Had our entire microservices stack break because of missing egress rules. Connections worked FROM the API gateway but not TO it. Took forever to figure out we only had half the required policies.
Fix #4: CNI-Specific Bullshit That Will Break Your Day
AWS VPC CNI (Expect Pain and Suffering)
AWS VPC CNI network policies are a special kind of broken. The AWS documentation is scattered across 47 different pages and half of it is wrong.
First, check if network policies are even enabled:
## Check if your VPC CNI actually supports network policies (spoiler: maybe)
kubectl describe daemonset -n kube-system aws-node | grep -i network-policy
## Look for PolicyEndpoints CRD (if this doesn't exist, nothing works)
kubectl get crd policyendpoints.networking.k8s.aws
## Check if the network policy agent container is crashing
kubectl logs -n kube-system -l app=aws-node -c aws-network-policy-agent --tail=50
Common AWS VPC CNI failures:
- The network policy agent isn't installed (you need to enable it manually)
- Your cluster doesn't have the right IAM permissions
- Your VPC CNI version is too old (needs 1.14.0+ for network policies)
- PolicyEndpoints aren't being created (check your node group permissions)
Spent way too long debugging a cluster where policies were silently ignored because the addon wasn't installed. AWS doesn't warn you - it just quietly does nothing. Found out after 3 hours that our cluster was running VPC CNI 1.12.0, which predates network policy support by about 6 months.
Calico (Works but the Logs are Cryptic as Hell)
Calico actually enforces network policies, but good luck debugging when they don't work:
Check if Calico is translating your policies correctly:
kubectl exec -n kube-system <calico-node-pod> -- calicoctl get networkpolicy -o wide
## See the actual iptables rules Calico created (prepare for hell)

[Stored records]
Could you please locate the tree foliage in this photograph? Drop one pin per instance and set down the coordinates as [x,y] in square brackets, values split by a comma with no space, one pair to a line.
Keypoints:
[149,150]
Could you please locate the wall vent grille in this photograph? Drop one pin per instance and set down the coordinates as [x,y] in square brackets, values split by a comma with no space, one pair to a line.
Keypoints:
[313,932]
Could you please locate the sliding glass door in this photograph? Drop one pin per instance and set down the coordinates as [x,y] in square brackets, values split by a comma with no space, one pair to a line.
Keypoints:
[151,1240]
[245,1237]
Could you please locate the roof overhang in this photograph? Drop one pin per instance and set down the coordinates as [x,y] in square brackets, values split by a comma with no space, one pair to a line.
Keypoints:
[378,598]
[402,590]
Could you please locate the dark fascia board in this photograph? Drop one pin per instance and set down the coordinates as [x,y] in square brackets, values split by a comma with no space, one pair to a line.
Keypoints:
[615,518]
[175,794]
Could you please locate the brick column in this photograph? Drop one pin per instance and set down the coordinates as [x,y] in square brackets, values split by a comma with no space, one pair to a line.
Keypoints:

SHORT PROBLEM 1>
List every common AWS VPC CNI failure named in the Kubernetes troubleshooting text.
SHORT PROBLEM 2>
Write the next part of the Kubernetes troubleshooting text, picking up right after its final line.
The records stand apart from the Kubernetes troubleshooting text.

RESPONSE 1>
- The network policy agent isn't installed (you need to enable it manually)
- Your cluster doesn't have the right IAM permissions
- Your VPC CNI version is too old (needs 1.14.0+ for network policies)
- PolicyEndpoints aren't being created (check your node group permissions)

RESPONSE 2>
kubectl exec -n kube-system <calico-node-pod> -- calicoctl get policy --output=yaml
Calico-specific gotchas:
- Calico creates its own policy objects alongside Kubernetes NetworkPolicy objects
- iptables rules are generated per-node and can get out of sync
- Felix logs are verbose but not particularly helpful for debugging policy issues
Cilium has the best debugging tools, but they only work when Cilium itself is healthy:
Test a specific connection policy decision:
kubectl exec -n kube-system <cilium-pod> -- cilium policy trace --src-k8s-pod=frontend:web-pod --dst-k8s-pod=backend:api-pod --dport=8080
## Monitor policy decisions in real-time (this is actually useful)
kubectl exec -n kube-system <cilium-pod> -- cilium monitor --type=policy-verdict
Cilium-specific gotchas:
- eBPF programs can fail to load on older kernels (check kernel version)
- Cilium policies interact weirdly with kube-proxy in some configurations
- Policy trace only works if you have the exact pod names and namespaces
Fix #5: How to Lock Down Your Cluster Without Breaking Everything
The nuclear option is a default-deny policy that blocks everything, then you allow specific traffic. This works great until you realize you blocked health checks, DNS, API server access, and 47 other things you forgot about.
Here's a default-deny policy that doesn't completely destroy your cluster:
## Copy this but test it in staging first (seriously)
apiVersion: networking.k8s.io/v1
kind: NetworkPolicy
metadata:
name: default-deny-but-allow-basics
namespace: production # Apply to each namespace separately
spec:
podSelector: {} # Affects ALL pods in namespace
policyTypes:
- Ingress # Block all inbound
- Egress # Block all outbound
egress:
# Allow DNS (or everything breaks immediately)
- to:
- namespaceSelector:
matchLabels:
name: kube-system
ports:
- protocol: UDP
port: 53
- protocol: TCP
port: 53
# Allow Kubernetes API access (for health checks and service discovery)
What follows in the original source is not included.